MATERIAL FOR THIS TASK below:
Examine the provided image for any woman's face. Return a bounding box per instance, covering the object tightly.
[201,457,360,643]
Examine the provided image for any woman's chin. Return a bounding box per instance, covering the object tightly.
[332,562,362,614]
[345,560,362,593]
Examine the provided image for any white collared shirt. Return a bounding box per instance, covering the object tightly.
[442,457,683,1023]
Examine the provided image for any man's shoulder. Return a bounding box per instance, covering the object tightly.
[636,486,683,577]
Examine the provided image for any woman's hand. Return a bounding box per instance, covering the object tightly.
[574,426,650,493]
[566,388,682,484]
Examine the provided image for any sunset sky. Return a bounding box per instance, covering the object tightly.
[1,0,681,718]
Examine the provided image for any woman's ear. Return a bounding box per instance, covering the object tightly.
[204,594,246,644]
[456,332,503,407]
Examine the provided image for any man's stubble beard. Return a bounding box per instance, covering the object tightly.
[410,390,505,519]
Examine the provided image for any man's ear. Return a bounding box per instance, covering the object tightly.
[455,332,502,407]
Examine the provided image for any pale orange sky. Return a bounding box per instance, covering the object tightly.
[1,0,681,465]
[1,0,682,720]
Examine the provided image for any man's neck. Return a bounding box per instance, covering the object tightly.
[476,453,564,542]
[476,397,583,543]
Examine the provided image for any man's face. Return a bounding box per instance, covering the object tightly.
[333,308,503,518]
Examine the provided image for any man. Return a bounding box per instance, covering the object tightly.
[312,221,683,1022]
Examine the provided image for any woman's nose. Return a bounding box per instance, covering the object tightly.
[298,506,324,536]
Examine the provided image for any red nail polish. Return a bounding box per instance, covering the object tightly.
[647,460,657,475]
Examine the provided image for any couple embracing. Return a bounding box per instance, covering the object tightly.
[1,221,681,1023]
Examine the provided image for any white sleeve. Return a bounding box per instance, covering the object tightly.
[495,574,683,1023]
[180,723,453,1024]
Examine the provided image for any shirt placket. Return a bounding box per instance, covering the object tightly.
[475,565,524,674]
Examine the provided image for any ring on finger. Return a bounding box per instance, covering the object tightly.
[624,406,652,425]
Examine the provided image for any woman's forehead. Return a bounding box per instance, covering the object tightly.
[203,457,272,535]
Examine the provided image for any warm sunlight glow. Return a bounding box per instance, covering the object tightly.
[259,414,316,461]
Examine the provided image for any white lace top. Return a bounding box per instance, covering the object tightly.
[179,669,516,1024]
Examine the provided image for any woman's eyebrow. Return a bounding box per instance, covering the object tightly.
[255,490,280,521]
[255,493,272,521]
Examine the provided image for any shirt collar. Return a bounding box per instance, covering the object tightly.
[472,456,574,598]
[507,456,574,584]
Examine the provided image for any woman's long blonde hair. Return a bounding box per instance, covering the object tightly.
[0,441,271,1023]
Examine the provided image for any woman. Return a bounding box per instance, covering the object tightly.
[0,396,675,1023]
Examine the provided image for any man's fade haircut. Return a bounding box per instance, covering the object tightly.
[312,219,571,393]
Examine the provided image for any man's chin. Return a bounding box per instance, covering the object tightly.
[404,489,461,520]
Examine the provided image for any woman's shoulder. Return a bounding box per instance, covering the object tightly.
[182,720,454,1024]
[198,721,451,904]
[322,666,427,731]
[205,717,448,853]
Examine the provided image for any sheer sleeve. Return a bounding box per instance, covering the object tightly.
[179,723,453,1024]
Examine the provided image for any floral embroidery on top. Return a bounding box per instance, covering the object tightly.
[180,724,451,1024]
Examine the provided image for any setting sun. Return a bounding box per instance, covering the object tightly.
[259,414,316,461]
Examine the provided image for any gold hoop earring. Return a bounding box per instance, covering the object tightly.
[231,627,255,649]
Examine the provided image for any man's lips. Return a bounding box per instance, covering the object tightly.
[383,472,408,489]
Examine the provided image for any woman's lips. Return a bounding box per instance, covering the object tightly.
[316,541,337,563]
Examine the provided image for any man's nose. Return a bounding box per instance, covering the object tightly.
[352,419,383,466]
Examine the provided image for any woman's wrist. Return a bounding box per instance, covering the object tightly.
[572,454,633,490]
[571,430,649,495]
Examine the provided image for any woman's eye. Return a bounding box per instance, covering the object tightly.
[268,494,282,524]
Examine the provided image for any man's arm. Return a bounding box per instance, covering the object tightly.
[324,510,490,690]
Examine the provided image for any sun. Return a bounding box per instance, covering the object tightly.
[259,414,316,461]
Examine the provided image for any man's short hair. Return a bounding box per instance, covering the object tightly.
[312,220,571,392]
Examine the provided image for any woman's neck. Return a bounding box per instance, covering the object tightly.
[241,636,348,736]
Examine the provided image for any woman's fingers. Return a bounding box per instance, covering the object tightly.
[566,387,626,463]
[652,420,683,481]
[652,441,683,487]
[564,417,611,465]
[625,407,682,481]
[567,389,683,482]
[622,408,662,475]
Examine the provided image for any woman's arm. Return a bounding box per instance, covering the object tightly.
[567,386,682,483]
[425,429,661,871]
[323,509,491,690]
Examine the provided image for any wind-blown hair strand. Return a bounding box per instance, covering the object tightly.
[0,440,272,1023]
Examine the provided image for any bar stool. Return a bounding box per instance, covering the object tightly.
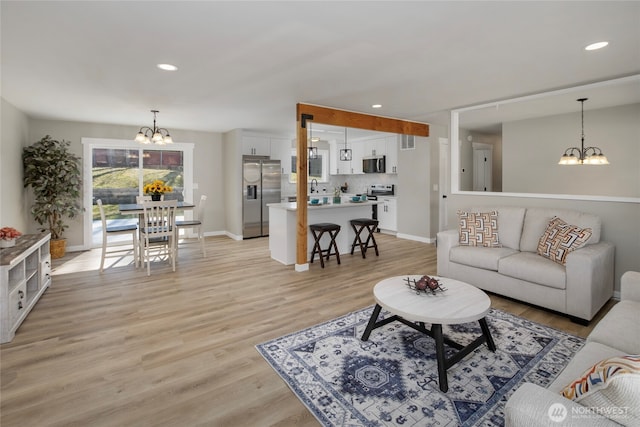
[350,218,379,258]
[310,223,341,268]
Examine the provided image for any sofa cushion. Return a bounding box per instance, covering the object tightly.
[548,341,624,393]
[471,206,525,250]
[560,355,640,427]
[457,210,501,247]
[450,246,518,271]
[498,252,566,289]
[588,301,640,355]
[520,208,601,253]
[537,217,593,265]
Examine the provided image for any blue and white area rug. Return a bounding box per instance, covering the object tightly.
[256,306,584,427]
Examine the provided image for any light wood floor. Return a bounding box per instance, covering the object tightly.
[0,235,615,426]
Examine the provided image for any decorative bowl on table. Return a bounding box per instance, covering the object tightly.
[351,196,361,202]
[310,199,320,204]
[404,275,447,295]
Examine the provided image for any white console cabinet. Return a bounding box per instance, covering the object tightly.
[1,233,52,343]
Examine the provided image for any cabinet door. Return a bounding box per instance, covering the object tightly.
[242,136,271,156]
[363,137,387,157]
[386,136,399,174]
[270,138,292,174]
[378,198,397,231]
[350,143,364,174]
[329,141,340,175]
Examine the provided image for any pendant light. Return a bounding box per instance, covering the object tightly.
[558,98,609,165]
[340,127,352,161]
[135,110,173,145]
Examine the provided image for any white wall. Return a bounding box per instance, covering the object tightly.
[502,103,639,197]
[27,118,223,249]
[0,98,30,233]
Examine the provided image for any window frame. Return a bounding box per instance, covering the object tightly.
[81,138,194,250]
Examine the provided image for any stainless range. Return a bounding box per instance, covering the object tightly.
[365,184,395,225]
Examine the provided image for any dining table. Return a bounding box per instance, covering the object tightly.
[118,201,195,215]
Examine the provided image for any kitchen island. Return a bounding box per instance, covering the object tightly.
[268,200,381,267]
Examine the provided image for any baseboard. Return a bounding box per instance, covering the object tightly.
[396,233,435,244]
[224,231,243,241]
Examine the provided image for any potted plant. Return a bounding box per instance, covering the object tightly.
[23,135,82,258]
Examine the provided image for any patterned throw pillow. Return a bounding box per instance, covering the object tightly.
[457,211,501,247]
[537,217,592,265]
[560,355,640,426]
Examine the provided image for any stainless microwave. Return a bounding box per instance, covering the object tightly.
[363,155,386,173]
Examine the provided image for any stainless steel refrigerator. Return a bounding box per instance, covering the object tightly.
[242,157,281,238]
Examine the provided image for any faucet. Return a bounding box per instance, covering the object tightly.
[310,179,318,193]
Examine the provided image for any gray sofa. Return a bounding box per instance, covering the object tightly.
[505,271,640,426]
[437,207,615,323]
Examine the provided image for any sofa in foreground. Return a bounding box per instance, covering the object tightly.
[437,207,615,323]
[505,271,640,426]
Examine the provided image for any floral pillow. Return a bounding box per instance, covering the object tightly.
[560,355,640,426]
[457,210,501,248]
[537,217,592,265]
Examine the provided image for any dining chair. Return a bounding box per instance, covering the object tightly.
[140,200,178,276]
[176,195,207,257]
[97,199,139,272]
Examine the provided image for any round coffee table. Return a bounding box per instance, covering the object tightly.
[361,275,496,392]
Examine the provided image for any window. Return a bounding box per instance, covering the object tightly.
[289,149,328,183]
[82,138,193,249]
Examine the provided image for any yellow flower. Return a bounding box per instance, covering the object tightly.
[144,180,172,195]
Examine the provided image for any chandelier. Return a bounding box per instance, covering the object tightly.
[135,110,173,145]
[558,98,609,165]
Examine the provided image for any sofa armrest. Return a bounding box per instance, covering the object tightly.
[565,241,615,321]
[621,271,640,302]
[436,229,459,278]
[505,383,619,426]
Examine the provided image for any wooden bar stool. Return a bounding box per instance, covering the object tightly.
[310,223,341,268]
[350,218,379,258]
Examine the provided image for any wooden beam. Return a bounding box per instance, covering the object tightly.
[297,103,429,137]
[294,103,430,270]
[295,108,309,266]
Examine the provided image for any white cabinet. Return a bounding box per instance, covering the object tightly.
[329,141,362,175]
[386,136,399,174]
[363,137,387,157]
[1,233,52,343]
[270,138,293,174]
[242,136,271,156]
[350,143,364,174]
[378,197,397,232]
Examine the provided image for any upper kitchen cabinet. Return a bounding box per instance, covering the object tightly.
[270,138,293,174]
[242,136,271,156]
[386,136,399,174]
[329,141,363,175]
[363,137,387,157]
[350,143,364,174]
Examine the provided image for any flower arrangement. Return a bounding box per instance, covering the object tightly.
[143,180,173,196]
[0,227,22,241]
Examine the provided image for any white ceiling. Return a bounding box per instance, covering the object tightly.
[2,1,639,137]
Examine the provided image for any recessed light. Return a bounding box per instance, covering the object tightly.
[157,63,178,71]
[585,41,608,51]
[372,104,382,109]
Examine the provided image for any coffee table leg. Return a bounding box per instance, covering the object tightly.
[479,318,496,352]
[361,304,382,341]
[432,324,448,393]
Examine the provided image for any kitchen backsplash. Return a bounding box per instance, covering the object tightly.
[281,173,398,196]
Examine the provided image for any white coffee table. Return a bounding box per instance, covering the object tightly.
[361,275,496,392]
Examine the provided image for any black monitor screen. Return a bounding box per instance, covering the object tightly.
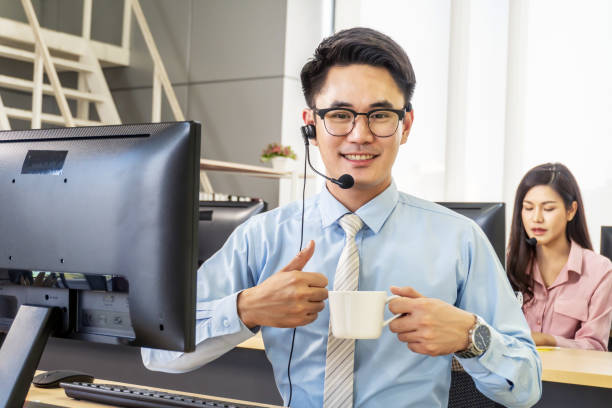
[437,202,506,267]
[0,121,200,352]
[601,226,612,262]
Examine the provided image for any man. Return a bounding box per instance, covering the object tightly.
[143,27,541,407]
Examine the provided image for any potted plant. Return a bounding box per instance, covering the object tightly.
[260,143,297,171]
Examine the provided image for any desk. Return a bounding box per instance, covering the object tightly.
[239,334,612,389]
[33,335,609,407]
[26,371,282,408]
[537,348,612,388]
[238,332,265,350]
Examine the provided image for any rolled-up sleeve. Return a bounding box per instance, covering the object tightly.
[457,224,542,407]
[142,292,256,373]
[459,323,542,407]
[142,219,262,373]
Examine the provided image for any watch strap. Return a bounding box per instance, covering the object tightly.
[455,315,485,359]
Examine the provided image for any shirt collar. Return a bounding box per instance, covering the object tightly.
[532,240,583,288]
[318,181,399,234]
[566,240,584,275]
End of MATERIAL FOR THIS TASK.
_ACTIVITY_: I need the lines from the one holding "Examine the provided image for any black" through the last line of the entries set down exactly, with every picture left out.

_YOUR RESPONSE_:
Examine the provided image for any black monitor screen. Return a bounding box per instance, covering the object tightly.
[437,202,506,267]
[0,121,200,352]
[601,226,612,262]
Examine the provided image for any man. Return a bounding box per instance, covering the object tightly.
[143,27,541,407]
Examine the provided image for any potted plant. Return a bounding box per instance, covering the object tightly.
[260,143,297,171]
Examine the provided image for any desk. Return a bounding box per instance, covering the object tightly.
[239,334,612,389]
[33,335,609,407]
[26,371,282,408]
[537,348,612,388]
[238,332,265,350]
Examine the provided image for any rolled-up sleeve. Return a bounding box per instance, covering the object tightly.
[457,224,542,407]
[142,292,256,373]
[459,323,542,407]
[142,219,262,373]
Examine the provided image for any watch strap. Return a bounding box per instance, covering the object tightly.
[455,315,485,359]
Examine the provided image for any shirt collar. Return a bounding box per instance, covering the object tightly.
[532,240,583,288]
[318,181,399,234]
[566,240,584,275]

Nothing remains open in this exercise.